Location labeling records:
* begin *
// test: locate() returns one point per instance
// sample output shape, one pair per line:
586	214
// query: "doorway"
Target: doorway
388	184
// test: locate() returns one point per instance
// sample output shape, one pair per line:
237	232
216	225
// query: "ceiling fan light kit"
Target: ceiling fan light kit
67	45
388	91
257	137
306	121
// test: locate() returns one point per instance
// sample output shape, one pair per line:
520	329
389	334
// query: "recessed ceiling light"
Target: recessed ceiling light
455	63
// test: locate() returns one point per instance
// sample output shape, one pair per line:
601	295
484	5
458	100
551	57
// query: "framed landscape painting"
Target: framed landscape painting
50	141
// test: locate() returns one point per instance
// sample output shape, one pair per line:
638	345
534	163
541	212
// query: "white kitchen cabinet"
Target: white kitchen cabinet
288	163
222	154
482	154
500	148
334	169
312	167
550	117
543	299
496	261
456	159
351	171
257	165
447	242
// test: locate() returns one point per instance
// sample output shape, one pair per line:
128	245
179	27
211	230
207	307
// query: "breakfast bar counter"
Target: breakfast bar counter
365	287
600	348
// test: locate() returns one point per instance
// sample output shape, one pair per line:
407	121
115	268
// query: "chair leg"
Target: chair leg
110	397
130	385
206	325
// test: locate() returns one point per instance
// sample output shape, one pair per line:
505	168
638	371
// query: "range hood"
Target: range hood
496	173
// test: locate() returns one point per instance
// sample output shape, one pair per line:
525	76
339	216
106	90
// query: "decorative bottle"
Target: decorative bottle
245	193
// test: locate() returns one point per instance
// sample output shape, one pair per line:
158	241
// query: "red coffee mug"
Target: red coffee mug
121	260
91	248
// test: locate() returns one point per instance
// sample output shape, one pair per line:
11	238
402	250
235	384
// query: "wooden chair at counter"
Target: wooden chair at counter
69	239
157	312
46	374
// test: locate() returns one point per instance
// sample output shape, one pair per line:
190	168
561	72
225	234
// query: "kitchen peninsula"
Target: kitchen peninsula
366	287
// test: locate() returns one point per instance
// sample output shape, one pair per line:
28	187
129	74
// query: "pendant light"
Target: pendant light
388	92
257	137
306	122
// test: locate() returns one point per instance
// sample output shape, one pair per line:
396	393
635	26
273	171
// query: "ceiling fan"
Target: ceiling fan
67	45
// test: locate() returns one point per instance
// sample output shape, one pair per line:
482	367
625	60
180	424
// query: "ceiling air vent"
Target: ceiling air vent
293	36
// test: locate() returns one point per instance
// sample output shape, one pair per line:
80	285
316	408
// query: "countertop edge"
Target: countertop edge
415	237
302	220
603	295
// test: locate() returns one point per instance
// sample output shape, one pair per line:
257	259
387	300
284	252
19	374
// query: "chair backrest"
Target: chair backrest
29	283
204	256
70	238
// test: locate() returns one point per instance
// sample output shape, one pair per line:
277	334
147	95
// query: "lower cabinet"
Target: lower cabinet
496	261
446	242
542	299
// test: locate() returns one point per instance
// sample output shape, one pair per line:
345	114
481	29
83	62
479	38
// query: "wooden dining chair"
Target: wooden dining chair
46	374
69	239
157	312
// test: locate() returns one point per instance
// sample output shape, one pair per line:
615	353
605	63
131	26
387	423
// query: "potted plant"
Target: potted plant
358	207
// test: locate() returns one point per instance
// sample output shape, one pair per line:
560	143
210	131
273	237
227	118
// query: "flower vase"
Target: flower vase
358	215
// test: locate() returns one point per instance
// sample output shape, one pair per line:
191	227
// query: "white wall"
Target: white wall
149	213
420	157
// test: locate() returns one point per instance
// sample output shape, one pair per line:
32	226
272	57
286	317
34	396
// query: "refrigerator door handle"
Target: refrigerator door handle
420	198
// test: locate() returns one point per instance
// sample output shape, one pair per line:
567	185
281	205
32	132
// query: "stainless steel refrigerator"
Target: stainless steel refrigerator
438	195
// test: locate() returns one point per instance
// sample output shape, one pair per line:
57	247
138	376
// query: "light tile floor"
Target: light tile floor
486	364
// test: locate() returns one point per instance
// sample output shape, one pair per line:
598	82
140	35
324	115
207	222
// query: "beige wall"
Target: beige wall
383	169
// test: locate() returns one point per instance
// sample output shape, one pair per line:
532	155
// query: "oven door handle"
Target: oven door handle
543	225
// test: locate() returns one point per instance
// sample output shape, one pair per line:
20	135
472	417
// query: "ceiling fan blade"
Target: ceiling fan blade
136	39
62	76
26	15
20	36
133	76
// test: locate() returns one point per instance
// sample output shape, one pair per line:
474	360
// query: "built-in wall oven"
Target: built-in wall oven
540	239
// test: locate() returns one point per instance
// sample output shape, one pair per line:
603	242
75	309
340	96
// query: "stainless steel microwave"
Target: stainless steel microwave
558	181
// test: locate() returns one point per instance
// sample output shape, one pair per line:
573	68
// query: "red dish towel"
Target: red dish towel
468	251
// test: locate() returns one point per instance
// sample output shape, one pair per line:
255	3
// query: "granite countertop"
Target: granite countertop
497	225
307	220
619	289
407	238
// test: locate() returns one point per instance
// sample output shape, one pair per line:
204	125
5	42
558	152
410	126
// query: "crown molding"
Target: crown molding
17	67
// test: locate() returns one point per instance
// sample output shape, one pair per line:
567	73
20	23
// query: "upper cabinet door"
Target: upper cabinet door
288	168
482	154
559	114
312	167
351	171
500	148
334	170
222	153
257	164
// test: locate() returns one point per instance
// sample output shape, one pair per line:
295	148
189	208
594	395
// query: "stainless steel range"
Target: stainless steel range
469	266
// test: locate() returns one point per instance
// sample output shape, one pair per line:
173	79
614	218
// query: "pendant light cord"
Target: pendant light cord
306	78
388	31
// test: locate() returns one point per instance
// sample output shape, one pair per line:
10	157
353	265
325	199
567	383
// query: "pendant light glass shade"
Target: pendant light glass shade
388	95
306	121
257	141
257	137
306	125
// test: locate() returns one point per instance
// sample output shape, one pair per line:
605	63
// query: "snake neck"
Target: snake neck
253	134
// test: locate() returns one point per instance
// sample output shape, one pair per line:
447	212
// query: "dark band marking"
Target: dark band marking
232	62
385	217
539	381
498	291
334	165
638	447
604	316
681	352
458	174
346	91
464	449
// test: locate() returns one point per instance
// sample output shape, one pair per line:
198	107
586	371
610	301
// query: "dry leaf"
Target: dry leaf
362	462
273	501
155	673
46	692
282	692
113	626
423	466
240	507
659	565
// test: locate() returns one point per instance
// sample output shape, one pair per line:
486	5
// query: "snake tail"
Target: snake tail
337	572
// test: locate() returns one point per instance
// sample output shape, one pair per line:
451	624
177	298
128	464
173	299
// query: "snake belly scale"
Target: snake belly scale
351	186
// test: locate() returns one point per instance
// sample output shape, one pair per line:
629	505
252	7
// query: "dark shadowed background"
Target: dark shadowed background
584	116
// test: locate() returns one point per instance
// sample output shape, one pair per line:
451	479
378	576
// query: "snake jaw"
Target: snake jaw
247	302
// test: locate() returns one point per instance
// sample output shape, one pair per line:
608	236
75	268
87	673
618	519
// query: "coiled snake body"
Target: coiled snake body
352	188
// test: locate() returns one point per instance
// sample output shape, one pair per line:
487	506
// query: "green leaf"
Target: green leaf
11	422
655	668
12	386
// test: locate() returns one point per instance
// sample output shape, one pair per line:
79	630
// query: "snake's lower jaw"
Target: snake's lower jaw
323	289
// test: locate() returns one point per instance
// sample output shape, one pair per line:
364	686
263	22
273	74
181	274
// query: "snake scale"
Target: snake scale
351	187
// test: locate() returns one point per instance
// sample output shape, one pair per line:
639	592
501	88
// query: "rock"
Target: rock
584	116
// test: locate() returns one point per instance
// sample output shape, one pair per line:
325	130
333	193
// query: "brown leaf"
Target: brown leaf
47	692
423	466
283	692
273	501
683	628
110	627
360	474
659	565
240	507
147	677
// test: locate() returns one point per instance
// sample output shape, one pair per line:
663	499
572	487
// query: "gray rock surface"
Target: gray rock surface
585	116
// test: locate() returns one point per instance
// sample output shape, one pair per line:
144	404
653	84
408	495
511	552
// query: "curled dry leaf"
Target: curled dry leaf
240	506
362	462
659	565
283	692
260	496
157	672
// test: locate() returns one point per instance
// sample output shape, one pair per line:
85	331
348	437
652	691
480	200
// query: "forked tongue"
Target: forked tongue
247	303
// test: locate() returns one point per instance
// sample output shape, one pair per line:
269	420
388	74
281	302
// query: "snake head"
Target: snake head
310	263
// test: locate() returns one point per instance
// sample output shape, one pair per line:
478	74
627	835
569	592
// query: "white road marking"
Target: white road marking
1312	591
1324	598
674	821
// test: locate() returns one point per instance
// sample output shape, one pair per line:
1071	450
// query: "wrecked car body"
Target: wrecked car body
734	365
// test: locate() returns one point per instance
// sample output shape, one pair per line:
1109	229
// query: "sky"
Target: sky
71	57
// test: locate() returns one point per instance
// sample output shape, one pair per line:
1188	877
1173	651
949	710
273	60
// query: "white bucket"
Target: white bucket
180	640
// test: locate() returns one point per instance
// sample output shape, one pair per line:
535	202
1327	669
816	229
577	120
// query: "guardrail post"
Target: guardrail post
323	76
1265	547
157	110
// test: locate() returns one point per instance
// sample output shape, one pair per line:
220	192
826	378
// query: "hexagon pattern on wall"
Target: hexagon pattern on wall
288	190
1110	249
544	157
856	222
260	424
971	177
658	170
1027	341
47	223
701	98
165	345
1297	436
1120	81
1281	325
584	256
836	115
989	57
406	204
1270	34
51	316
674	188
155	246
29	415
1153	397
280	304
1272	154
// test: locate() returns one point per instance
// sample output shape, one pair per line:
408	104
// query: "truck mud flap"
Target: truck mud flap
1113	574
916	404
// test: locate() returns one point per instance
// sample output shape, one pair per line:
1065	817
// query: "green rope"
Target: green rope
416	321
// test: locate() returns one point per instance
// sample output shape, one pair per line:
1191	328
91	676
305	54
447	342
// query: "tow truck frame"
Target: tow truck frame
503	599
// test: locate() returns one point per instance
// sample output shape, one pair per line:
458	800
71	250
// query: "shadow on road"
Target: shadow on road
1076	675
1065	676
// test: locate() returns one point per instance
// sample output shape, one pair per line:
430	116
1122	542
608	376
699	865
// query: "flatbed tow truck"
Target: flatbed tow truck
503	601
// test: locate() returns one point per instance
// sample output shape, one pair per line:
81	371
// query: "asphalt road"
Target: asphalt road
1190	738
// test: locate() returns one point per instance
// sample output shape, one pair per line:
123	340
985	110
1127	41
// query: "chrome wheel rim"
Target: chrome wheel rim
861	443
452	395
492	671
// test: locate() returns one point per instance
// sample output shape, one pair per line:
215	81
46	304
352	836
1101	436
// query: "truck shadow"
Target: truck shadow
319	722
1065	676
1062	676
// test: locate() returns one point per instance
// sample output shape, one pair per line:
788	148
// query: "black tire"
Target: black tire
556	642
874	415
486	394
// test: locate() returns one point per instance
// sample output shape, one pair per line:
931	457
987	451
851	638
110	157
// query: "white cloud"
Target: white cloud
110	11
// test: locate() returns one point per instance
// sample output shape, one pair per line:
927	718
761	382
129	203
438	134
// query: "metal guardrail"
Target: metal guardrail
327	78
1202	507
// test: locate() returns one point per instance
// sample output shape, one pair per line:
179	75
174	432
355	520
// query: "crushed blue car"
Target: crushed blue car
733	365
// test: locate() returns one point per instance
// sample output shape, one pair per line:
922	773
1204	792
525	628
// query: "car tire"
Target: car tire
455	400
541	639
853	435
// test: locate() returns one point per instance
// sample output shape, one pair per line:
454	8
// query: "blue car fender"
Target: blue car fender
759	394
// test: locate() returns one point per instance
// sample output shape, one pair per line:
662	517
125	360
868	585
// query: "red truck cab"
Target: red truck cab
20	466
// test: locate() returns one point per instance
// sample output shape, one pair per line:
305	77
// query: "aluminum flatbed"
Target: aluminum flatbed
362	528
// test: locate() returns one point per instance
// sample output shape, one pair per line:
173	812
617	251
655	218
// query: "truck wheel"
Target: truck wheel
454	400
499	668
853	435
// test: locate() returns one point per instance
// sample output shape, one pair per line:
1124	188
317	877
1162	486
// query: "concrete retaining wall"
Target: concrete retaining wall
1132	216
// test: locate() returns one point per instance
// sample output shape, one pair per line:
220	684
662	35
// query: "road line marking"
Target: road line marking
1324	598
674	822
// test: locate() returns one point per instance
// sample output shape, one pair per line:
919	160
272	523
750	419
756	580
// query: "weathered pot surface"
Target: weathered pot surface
* end *
== AIM OF THE TASK ==
Report each line above that contains the word "green", copying every such line in full.

== TASK SOLUTION ==
// query: "green leaf"
Target: green leaf
// query: "green rope"
Target: green rope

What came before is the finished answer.